▸ DIRECTIONS FOR THIS TASK:
Render every line of the listing below as a JSON list of strings, with one string per line and any blank lines left out.

━━━━━━

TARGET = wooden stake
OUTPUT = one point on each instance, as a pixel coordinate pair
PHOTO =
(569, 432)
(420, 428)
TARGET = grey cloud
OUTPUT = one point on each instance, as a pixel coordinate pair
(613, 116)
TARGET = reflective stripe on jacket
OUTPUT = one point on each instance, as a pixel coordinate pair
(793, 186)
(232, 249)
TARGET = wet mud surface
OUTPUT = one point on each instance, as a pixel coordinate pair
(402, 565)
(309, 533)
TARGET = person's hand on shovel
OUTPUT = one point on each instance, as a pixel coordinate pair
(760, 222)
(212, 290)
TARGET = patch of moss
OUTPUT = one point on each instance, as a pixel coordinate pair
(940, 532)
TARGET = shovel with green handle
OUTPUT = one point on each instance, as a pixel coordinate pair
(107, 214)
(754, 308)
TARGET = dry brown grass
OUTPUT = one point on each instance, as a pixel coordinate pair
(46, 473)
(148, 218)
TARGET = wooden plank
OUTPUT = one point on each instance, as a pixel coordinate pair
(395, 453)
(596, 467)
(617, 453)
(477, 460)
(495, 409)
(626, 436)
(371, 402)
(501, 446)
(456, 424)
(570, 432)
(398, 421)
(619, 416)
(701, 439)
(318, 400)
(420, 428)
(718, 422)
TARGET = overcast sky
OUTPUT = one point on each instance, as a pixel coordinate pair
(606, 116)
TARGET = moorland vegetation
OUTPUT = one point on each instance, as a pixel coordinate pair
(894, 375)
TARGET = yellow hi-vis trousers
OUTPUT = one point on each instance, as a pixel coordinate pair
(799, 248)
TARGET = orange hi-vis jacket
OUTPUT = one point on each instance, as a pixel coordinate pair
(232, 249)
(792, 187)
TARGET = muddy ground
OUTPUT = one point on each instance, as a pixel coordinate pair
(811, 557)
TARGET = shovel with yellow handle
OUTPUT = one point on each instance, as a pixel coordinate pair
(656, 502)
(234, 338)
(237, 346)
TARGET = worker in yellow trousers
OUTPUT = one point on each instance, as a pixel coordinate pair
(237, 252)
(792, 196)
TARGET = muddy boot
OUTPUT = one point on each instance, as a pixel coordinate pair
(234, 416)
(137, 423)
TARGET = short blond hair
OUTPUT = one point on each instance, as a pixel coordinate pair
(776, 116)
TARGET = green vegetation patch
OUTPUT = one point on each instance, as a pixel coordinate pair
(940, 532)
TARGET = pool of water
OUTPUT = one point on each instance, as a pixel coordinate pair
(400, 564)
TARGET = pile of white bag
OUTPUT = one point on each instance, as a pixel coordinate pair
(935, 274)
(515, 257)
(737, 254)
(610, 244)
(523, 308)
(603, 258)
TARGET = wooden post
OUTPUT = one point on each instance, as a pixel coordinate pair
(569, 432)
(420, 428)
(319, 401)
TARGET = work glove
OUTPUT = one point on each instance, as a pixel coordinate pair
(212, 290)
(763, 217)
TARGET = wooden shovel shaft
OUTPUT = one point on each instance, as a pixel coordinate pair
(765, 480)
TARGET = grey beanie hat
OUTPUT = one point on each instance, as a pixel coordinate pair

━━━━━━

▸ IN RESPONSE:
[
  "TARGET = wooden stake",
  "OUTPUT = one point on each instance, as a pixel coordinate pair",
  "PHOTO =",
  "(569, 432)",
  "(420, 428)",
  "TARGET = grey cloud",
  "OUTPUT = one point on each instance, as a pixel coordinate pair",
  "(613, 116)",
  "TARGET = reflective stripe on jacket",
  "OUTPUT = one point on each instance, as a pixel coordinate pair",
  "(793, 186)",
  "(232, 249)",
  "TARGET = wet mud surface",
  "OUTPUT = one point on each instance, as a pixel coordinate pair",
  "(402, 565)",
  "(309, 533)",
  "TARGET = person's hand on shovel",
  "OUTPUT = one point on each instance, as a pixel coordinate pair",
  "(760, 222)",
  "(212, 290)",
  "TARGET = patch of moss",
  "OUTPUT = one point on each instance, as a pixel coordinate pair",
  "(940, 532)",
  "TARGET = shovel with green handle",
  "OUTPUT = one point on each instance, as a pixel coordinate pair",
  "(107, 214)",
  "(754, 308)",
  "TARGET = dry brown grass",
  "OUTPUT = one point on each instance, as a pixel coordinate pair",
  "(46, 473)",
  "(148, 218)",
  "TARGET = wooden plank",
  "OUTPUT = one point on each instance, as a pixel coordinate pair",
  "(395, 453)",
  "(596, 467)",
  "(617, 453)",
  "(477, 460)",
  "(495, 409)",
  "(626, 436)",
  "(371, 402)",
  "(501, 446)",
  "(456, 424)",
  "(570, 432)",
  "(398, 421)",
  "(619, 416)",
  "(701, 439)",
  "(318, 400)",
  "(420, 428)",
  "(718, 422)",
  "TARGET = overcast sky",
  "OUTPUT = one point on each instance, as a pixel coordinate pair",
  "(606, 116)",
  "TARGET = moorland vegetation",
  "OUTPUT = one point on each instance, as a pixel coordinate pair",
  "(894, 375)",
  "TARGET = yellow hi-vis trousers",
  "OUTPUT = one point on each instance, as a pixel coordinate pair",
  "(799, 248)",
  "TARGET = orange hi-vis jacket",
  "OUTPUT = one point on each instance, as a pixel coordinate pair",
  "(232, 249)",
  "(792, 187)",
  "TARGET = muddy ground",
  "OUTPUT = one point on each instance, as a pixel coordinate pair",
  "(811, 557)",
  "TARGET = shovel with yellow handle",
  "OUTPUT = one point on each instance, as a pixel coordinate pair",
  "(656, 502)",
  "(234, 338)",
  "(237, 346)",
  "TARGET = worker in yellow trousers",
  "OUTPUT = one point on each instance, as a pixel coordinate pair",
  "(237, 252)",
  "(792, 196)",
  "TARGET = muddy boot",
  "OUTPUT = one point on each instance, as a pixel coordinate pair",
  "(234, 416)",
  "(137, 423)",
  "TARGET = short blond hair",
  "OUTPUT = one point on each instance, as a pixel coordinate pair",
  "(776, 116)",
  "TARGET = green vegetation patch",
  "OUTPUT = one point on each instance, as a pixel coordinate pair",
  "(940, 532)",
  "TARGET = pool of water",
  "OUTPUT = one point on each instance, as a pixel coordinate pair",
  "(400, 564)",
  "TARGET = pile of white bag",
  "OUTPUT = one point on each instance, as a pixel coordinate pair",
  "(935, 274)",
  "(515, 257)",
  "(737, 254)",
  "(610, 244)",
  "(523, 308)",
  "(603, 258)",
  "TARGET = wooden post",
  "OUTPUT = one point on each instance, as a pixel coordinate pair",
  "(569, 432)",
  "(420, 428)",
  "(319, 401)",
  "TARGET = work glove",
  "OUTPUT = one point on each instance, as a pixel coordinate pair",
  "(212, 290)",
  "(763, 217)",
  "TARGET = wooden shovel shaft",
  "OUTPUT = one point on each instance, as a pixel coordinate pair",
  "(765, 480)",
  "TARGET = grey beanie hat",
  "OUTPUT = one point on each instance, as a pixel coordinate pair"
]